BEGIN SUPPLIED RECORDS

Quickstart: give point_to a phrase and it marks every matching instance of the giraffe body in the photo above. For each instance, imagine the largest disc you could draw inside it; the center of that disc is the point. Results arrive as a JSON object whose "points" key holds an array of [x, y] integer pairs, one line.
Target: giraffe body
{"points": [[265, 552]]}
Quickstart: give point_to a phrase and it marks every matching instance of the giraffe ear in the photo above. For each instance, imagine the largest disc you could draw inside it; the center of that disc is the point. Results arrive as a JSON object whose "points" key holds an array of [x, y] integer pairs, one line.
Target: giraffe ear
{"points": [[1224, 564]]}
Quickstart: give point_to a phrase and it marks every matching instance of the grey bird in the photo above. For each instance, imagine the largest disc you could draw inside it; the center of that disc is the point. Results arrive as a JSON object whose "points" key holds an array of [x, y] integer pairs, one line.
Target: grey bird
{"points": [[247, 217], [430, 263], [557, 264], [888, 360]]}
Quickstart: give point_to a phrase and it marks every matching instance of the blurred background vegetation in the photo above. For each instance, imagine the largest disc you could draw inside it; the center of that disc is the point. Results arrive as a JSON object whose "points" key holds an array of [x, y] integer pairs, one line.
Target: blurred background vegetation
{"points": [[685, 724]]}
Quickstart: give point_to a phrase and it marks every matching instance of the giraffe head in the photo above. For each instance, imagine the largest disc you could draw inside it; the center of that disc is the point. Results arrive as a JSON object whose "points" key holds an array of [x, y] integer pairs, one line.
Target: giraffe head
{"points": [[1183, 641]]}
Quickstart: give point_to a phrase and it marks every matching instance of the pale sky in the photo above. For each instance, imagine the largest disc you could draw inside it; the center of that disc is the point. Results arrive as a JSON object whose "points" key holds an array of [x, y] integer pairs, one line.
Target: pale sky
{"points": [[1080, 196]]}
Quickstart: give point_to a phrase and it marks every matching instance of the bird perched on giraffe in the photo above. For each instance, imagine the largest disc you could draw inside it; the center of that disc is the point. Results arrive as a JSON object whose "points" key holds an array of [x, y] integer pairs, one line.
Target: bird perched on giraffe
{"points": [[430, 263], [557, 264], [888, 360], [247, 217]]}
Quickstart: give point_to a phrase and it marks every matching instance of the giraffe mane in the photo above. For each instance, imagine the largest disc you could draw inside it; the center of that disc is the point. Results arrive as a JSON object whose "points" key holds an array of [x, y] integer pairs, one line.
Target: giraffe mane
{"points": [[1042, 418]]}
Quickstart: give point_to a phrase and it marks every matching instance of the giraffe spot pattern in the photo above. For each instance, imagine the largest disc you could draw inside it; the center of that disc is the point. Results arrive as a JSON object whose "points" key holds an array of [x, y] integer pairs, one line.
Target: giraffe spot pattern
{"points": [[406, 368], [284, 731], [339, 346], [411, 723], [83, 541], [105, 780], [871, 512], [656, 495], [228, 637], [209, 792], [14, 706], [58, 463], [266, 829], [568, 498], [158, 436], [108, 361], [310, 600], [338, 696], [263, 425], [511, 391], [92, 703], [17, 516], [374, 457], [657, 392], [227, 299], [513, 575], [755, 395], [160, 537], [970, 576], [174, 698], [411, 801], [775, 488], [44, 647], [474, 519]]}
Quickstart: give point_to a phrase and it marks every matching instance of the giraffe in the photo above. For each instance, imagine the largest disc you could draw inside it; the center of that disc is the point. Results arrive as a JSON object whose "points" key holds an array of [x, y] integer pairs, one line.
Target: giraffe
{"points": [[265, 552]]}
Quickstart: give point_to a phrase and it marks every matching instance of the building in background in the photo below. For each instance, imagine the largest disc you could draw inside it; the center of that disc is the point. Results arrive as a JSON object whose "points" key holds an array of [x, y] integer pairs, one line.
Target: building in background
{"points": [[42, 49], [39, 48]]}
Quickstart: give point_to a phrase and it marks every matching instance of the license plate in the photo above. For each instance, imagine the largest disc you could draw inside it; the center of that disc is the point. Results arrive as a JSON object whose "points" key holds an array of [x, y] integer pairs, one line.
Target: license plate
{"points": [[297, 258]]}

END SUPPLIED RECORDS
BEGIN SUPPLIED RECORDS

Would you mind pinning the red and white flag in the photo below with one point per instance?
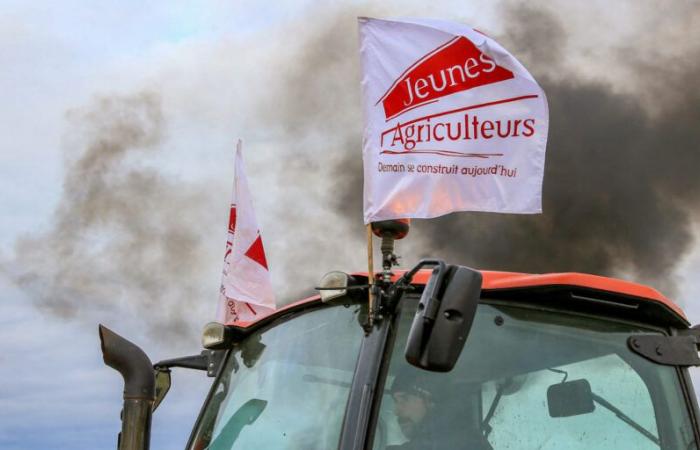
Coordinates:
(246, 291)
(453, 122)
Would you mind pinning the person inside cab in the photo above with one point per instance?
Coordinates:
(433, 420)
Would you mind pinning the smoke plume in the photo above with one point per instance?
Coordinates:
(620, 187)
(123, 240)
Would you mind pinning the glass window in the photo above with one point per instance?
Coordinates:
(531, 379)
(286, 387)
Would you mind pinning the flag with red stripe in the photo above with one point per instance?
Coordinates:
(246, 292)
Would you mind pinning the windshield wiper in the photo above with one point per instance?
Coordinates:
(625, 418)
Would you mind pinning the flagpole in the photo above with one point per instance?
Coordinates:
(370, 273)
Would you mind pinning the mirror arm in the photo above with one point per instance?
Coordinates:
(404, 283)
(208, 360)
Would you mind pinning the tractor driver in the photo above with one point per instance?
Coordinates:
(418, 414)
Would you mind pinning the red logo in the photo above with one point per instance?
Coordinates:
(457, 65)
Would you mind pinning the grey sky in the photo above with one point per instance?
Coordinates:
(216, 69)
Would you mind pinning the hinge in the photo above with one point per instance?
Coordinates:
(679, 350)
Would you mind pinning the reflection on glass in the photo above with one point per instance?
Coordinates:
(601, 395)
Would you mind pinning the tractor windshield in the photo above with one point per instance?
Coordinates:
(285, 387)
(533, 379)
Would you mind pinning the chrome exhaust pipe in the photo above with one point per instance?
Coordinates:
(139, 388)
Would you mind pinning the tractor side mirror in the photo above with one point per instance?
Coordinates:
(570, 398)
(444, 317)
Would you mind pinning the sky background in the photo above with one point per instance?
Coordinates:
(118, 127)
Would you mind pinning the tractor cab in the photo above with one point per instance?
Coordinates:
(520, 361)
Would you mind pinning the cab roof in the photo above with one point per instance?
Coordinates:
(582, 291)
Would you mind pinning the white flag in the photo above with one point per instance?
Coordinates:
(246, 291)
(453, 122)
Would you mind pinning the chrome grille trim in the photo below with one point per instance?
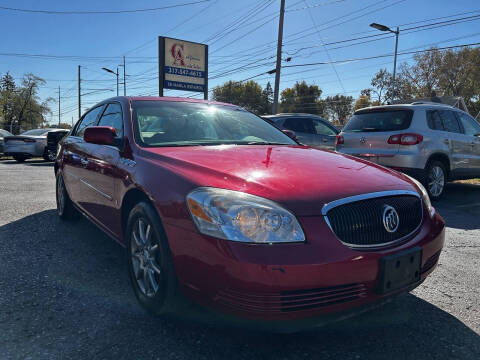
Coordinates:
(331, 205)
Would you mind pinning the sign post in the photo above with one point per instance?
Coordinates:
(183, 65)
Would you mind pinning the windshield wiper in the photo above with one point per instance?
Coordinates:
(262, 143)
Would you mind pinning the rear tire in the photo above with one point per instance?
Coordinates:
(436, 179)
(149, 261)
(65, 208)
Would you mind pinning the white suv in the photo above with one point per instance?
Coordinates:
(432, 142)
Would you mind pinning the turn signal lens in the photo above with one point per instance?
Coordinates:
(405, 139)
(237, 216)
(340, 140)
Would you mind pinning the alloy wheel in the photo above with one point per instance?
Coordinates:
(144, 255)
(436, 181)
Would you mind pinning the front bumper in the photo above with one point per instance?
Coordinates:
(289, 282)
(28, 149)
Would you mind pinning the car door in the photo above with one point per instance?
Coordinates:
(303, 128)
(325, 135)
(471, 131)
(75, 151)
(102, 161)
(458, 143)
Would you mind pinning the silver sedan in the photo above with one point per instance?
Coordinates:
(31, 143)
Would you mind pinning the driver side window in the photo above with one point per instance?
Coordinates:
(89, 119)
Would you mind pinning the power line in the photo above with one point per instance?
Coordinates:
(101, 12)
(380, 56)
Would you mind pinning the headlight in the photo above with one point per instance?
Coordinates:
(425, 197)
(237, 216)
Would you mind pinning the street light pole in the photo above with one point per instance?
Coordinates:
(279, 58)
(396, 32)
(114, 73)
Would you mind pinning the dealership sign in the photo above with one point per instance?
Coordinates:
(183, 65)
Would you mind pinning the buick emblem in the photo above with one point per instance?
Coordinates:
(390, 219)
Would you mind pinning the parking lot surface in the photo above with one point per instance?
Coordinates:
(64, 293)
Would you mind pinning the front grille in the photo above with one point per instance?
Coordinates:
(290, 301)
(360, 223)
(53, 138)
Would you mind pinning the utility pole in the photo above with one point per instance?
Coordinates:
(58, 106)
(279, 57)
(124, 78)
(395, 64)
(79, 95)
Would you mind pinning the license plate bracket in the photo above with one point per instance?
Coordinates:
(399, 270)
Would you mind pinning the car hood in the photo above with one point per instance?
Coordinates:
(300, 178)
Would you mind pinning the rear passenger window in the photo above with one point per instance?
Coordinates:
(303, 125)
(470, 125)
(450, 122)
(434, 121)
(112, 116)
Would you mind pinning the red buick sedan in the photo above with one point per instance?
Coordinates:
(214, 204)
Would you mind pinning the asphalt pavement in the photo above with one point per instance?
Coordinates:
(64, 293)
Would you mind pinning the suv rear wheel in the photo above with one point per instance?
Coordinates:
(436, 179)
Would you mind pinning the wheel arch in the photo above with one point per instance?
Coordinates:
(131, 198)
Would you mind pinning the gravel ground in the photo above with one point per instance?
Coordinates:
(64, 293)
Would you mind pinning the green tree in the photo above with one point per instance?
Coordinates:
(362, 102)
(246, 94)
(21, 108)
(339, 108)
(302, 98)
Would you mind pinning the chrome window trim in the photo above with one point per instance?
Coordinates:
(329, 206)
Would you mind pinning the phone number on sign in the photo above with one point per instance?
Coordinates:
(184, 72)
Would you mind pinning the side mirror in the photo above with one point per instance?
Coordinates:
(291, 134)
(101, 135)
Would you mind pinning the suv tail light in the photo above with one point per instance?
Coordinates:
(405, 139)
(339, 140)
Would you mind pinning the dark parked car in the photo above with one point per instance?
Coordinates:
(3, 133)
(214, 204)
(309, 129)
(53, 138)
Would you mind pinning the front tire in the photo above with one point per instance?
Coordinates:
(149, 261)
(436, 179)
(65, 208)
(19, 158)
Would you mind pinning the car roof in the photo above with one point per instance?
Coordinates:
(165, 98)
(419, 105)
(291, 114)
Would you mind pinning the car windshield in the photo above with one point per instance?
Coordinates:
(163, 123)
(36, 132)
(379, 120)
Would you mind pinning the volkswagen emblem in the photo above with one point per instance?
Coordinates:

END SUPPLIED RECORDS
BEGIN SUPPLIED RECORDS

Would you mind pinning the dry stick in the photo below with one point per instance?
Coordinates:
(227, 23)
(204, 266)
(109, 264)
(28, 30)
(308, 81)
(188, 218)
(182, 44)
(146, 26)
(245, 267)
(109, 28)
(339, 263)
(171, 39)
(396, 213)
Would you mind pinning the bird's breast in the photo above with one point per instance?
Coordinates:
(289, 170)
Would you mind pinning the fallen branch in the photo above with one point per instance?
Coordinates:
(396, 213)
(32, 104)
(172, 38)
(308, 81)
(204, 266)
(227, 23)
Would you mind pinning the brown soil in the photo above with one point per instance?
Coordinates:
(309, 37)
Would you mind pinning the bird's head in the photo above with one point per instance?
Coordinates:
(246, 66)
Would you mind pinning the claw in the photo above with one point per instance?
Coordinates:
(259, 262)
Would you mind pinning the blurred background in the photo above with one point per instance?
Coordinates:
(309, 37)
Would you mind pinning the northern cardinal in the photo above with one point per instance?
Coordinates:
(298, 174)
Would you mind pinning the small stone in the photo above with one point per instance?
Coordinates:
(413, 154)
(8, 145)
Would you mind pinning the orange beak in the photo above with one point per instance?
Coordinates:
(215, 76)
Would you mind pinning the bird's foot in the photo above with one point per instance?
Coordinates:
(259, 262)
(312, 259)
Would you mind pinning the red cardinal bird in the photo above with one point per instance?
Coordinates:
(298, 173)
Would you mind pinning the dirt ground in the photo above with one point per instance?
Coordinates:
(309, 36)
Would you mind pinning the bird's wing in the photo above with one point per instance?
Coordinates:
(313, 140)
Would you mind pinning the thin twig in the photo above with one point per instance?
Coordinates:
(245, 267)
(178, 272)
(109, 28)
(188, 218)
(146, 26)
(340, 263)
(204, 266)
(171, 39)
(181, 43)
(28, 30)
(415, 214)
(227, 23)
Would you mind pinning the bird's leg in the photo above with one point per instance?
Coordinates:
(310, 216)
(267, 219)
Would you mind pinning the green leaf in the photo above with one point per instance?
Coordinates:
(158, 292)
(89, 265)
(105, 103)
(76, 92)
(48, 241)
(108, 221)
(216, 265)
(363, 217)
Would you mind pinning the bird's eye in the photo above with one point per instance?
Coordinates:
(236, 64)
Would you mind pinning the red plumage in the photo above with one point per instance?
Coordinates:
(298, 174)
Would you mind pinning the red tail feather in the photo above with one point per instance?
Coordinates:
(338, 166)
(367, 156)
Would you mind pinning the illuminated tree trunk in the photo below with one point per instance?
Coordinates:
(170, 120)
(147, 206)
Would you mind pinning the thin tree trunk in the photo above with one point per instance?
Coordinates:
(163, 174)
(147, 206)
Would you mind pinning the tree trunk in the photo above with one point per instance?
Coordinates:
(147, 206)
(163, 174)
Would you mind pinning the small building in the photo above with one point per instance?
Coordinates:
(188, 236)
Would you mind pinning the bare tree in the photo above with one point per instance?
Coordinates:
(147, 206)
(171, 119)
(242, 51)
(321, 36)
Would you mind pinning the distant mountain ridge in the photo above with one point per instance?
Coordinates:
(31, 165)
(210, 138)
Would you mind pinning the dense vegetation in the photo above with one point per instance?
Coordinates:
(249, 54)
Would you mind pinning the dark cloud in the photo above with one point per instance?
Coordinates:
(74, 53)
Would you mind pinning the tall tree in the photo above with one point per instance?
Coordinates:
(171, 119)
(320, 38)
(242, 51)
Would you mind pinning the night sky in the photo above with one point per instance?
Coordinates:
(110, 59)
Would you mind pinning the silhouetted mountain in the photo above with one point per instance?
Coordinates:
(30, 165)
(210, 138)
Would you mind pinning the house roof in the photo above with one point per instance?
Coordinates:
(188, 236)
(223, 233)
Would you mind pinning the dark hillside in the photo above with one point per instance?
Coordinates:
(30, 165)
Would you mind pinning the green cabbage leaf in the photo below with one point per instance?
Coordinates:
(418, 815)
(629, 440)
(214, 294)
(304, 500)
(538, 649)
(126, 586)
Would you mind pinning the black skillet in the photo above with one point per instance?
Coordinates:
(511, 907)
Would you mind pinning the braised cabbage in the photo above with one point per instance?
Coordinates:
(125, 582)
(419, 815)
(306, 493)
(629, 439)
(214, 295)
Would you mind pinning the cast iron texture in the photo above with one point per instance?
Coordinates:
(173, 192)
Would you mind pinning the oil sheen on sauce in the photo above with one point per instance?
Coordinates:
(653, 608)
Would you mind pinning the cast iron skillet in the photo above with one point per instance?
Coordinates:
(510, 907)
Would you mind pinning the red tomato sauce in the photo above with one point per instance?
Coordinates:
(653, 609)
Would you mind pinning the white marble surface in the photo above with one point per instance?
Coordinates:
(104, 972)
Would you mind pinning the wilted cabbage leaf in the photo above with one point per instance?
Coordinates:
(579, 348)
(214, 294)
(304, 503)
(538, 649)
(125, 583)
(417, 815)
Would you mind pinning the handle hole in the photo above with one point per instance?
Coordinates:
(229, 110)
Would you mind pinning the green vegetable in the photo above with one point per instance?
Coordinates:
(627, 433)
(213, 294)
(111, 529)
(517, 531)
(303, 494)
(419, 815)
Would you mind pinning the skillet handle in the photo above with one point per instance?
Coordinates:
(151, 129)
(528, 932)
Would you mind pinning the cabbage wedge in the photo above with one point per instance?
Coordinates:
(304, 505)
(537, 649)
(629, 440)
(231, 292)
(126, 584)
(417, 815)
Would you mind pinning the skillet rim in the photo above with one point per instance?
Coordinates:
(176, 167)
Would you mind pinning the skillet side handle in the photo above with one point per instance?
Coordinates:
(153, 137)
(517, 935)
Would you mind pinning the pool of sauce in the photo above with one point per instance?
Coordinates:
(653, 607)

END SUPPLIED RECORDS

## CHALLENGE
How many lines of the items above contain the word "small"? Reply with only the number.

## ANSWER TO THIS PROBLEM
2